[Task requirements] How many of the lines below contain "muzzle"? Reply with only that figure.

-- Opening Marker --

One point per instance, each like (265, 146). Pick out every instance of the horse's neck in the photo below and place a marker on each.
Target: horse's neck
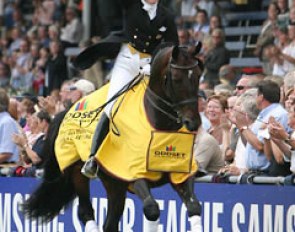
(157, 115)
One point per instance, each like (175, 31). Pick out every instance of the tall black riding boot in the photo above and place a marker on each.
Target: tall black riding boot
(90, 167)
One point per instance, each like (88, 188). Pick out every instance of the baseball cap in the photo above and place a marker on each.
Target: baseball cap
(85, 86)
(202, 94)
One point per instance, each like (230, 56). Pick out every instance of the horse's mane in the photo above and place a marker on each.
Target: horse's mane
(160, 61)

-- Closing Marker --
-- Opening Marker --

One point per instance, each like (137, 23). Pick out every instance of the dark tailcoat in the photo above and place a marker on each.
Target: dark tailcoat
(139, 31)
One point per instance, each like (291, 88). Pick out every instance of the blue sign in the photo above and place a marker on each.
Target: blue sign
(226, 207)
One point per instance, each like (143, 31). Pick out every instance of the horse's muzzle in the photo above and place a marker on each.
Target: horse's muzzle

-- Closing Marker --

[Answer to this exercise] 2